- **REQUIREMENT 1**:
In the text on Segovia's history below, on which day of the week was the weekly market held?
- **REQUIREMENT 2**:
Decide whether each statement agrees with the text on Segovia's history below. Answer yes or no, and quote the words from the text that decide it.
(a) Isabel was crowned Queen at the city's Main Square.
(b) The older building that held the inn was made of stone with Doric columns.
(c) King Philip II granted the city the royal privilege of the weekly market.
- **REQUIREMENT 3**:
Translate this sentence from the text on Segovia's history below into Spanish: "In 1884, such longed-for event finally took place in Segovia."
━━ EXCERPT
In a distant past, Segovia was a wealthy capital, owing to its agriculture, farming, and particularly its wool manufacturing industry; the famous Segovia cloth was well known throughout Europe. Furthermore, Isabel, the Catholic Princess, was crowned Queen at the city’s Main Square; King Philip II wed under the Parade Ground of its Alcázar or Fortress. However, during the last decades of the 18th century, the historic city of Segovia, which is currently listed in the World Heritage, was experiencing one of the dimmest moments of its history, following the decline and population drift of the city.

Hopes rested on the construction of the Railway that would unite Segovia with the place of residence of the Royal Court; thus, people hoped, this small city that was almost unknown in Spain and internationally ignored, would be toured and become the sightseeing grounds of a great number of visitors.

In 1884, such longed-for event finally took place in Segovia. Great efforts were made: Inns, Lodgings, Furnaces, Cheap Restaurants, Wine and Food dispensing Establishments, and Inns were built. Among the millenary stones of the Aqueduct that had been erected by the Romans, this inn, the sole survivor of all those public houses, was open. It was located in an older building constructed with brick and Tuscan order arches and colonnades.

These old visitors were joined by those who arrived at the Square of Azoguejo in dusty and noisy stagecoaches that linked the city with its administrative centres. They attended the weekly market that was held every Thursday since the times of Our Lord King Alfonso VI, who granted this royal privilege to the city of Segovia. For centuries, the market was held at the Azoguejo, which became the favourite spot of merchants and travellers alike.
━━━━
━━ GIVEN ENTRIES
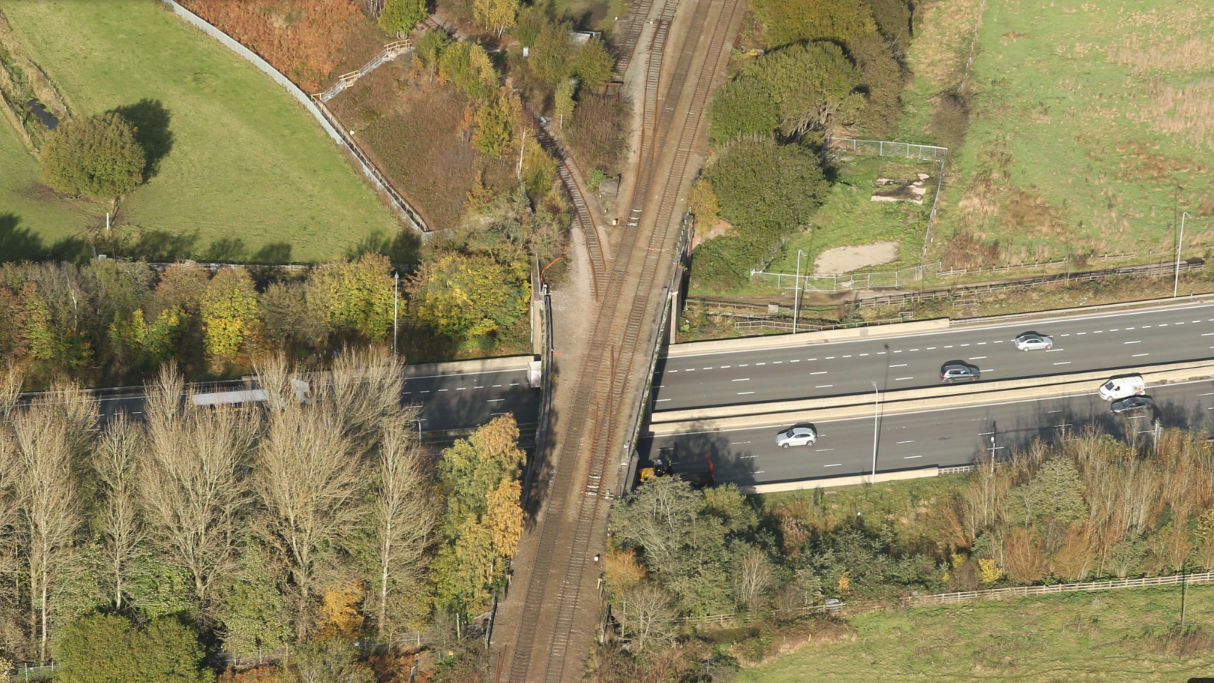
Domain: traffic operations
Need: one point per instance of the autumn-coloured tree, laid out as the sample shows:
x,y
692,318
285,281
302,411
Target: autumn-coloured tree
━━━━
- **EXERCISE ANSWER 1**:
Thursday.

- **EXERCISE ANSWER 2**:
(a) Yes: "Isabel, the Catholic Princess, was crowned Queen at the city’s Main Square"
(b) No: "It was located in an older building constructed with brick and Tuscan order arches and colonnades."
(c) No: "since the times of Our Lord King Alfonso VI, who granted this royal privilege to the city of Segovia"

- **EXERCISE ANSWER 3**:
En 1884, tan ansiado acontecimiento tuvo lugar por fin en Segovia.